QUOTED PASSAGE =
══════════
Smuggling via Nepal
It’s an old mystery. If the outgoing goods are thoroughly checked before they gain entry into Tribhuvan International Airport (TIA), the country’s sole international airport, it makes sense to check incoming goods as thoroughly before they leave the airport. This failure to inspect incoming goods is all the more surprising as our law-enforcement agencies have long known that Nepal is being used as a transit for third-country smuggling of gold and counterfeit Indian currency. If only there was a scanner to inspect all the incoming goods, just like there is a scanner to inspect the goods leaving the
country, it would be impossible for smugglers to pull off stunts like the one they effected on
Thursday. On that day, the Central Investigation Bureau (CIB) of Nepal Police apprehended three persons from Pingalasthan, Kathmandu, with a haul of 33 kg gold. The gold was being transported to an as yet undisclosed location after customs clearance at TIA. But whether or not there was a scanner to inspect such smuggled goods, police believe it would have been impossible to smuggle such a large amount of gold without the complicity of customs officials.
══════════
DATA EXCERPT =
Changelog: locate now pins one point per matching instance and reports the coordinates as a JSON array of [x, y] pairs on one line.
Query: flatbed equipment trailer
══════════
EXERCISE 1 = According to the editorial on smuggling via Nepal, how much gold did the Central Investigation Bureau seize from the three persons apprehended in Pingalasthan?
EXERCISE 2 = Carry the editorial on smuggling via Nepal forward from its final sentence.
The material above stands apart from the editorial on smuggling via Nepal and is not connected to it.

RESPONSE AREA 1 = 33 kg of gold.

RESPONSE AREA 2 =
The officials of the Department of Customs, meanwhile, have raised doubts about whether the seized gold had indeed been imported via TIA. Since the Interpol had tipped off Nepal Police about the smuggling, the gold most certainly came from the said Air Arabia flight from Dubai. But we also see no point in such blame game after the fact. Yes, if some customs officials are found involved, they must be thrown in jail. But if government action is limited to punishing them, that will be like trying to treat a symptom while overlooking the underlying disease. In a country like Nepal that has over the years been used as a transit smuggling point there can be no justification for not installing and operating an extra scanner for the incoming goods. Apparently, one reason this hasn’t happened yet owes to differences between the police and customs department on who should operate such a scanner. But this is a lame excuse. How can differences between two state organs be allowed to impinge on national interest? A more likely explanation is that all those who have conspired against operating another scanner profit from such smuggling in one or the other way.
Although smaller quantities of gold being smuggled via TIA are regularly intercepted, we have to go back to 2013 for a haul of similar magnitude, when 35 kg gold was seized from TIA after it arrived from Dubai, again in an Air Arabia flight. Police record shows that a total of 346 kg gold has been seized over the past four years.
But these incidents of seizures now and then are poor gauze of the true extent of gold smuggling via Nepal.
Perhaps the police do not catch most of the smuggled gold and what they get is only the tip of the iceberg. Or perhaps the more frequent catches mean they have gotten better at what they do.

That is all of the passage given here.